Maoye International Holdings, a department store chain with a strong presence in Shenzhen and Sichuan, plans to raise as much as HK$7 billion from its initial public offering in Hong Kong to fund further expansion.

The listing candidate, which owns 15 mid-range to high-end department stores, plans to issue 1.25 billion new shares, or 25 per cent of its enlarged capital, at an indicative price range of HK$4.35 to HK$5.65 per share, according to a sales document distributed to fund managers.

The indicative price range represents a relatively low price-earnings ratio of 30 times to 39 times forecast for this financial year by sponsor Goldman Sachs, said Yiu Chin, a director of financial analysis at Altruist Financial Group.

By contrast, Parkson Retail Group, a top mainland retailer, trades at an estimated ratio of 63.69 times, according to Bloomberg.

Maoye is among the first batch of companies to go public in Hong Kong this year.

'There is a trend for more funds to show interest in stocks that are less affected by the US stock market or the mainland's austerity measures, such as those related to domestic consumption,' said Ricky Tam Siu-hing, a director at Champlus Asset Management.

'But retail investors still have a wait-and-see attitude towards new offerings and they will only subscribe to offerings by leading players.'

Several mainland department store operators and retailers are planning to raise capital in Hong Kong.

Grand Ocean Department Stores is seeking to raise HK$2 billion selling new shares, while PCD Stores, which delayed its listing from last month, intends to raise up to HK$3.9 billion.

Maoye's offering will take place from January 18 to 23, while share trading is expected to begin on February 1.

Goldman Sachs is the sole bookrunner while BOC International and BNP Paribas are the joint lead managers.

Having opened the first Maoye Department Store in Shenzhen 11 years ago, the group now owns 15 stores with a total gross floor area of more than 478,141 square metres.

Among these outlets, six have a gross floor area of more than 40,000 square metres each, eight trade as Maoye and seven are under the Chengshang brand.

Maoye aims to open 11 more stores in the next three to five years, the company said in a statement filed with the Stock Exchange of Hong Kong.

Eight of the stores will be in its power base of Shenzhen, Chongqing and Sichuan province, and three will be in Changzhou, Jiangsu province and Shenyang, Liaoning province, cities considered to have high and rising consumption power.

The group will use 65 per cent to 75 per cent of the proceeds on opening stores and acquisitions, 15 per cent on renovations and the rest on information system upgrade, a source said.

'We plan to enhance and further distinguish our leading position in existing markets by adding eight new stores so as to capitalise on our established brand recognition, store network, resources, management team and consolidated market share,' a company statement said.

Net profit in the first nine months more than doubled to 297.88 million yuan from 146.23 million yuan a year earlier because of stronger sales and other gains. Sales expanded 19.67 per cent year on year to 1.19 billion yuan.

* [Problems]:
**1)** According to the article on Maoye's Hong Kong listing, on what date is share trading expected to begin?
**2)** Return the passage of the article on Maoye's Hong Kong listing word for word, starting with "Several mainland department" and going on through "on February 1.".

* [Information supplied]:
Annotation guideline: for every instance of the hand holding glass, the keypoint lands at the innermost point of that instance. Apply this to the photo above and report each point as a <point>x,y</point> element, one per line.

* [Solutions to the exercise]:
**1)** February 1

**2)**
Several mainland department store operators and retailers are planning to raise capital in Hong Kong.

Grand Ocean Department Stores is seeking to raise HK$2 billion selling new shares, while PCD Stores, which delayed its listing from last month, intends to raise up to HK$3.9 billion.

Maoye's offering will take place from January 18 to 23, while share trading is expected to begin on February 1.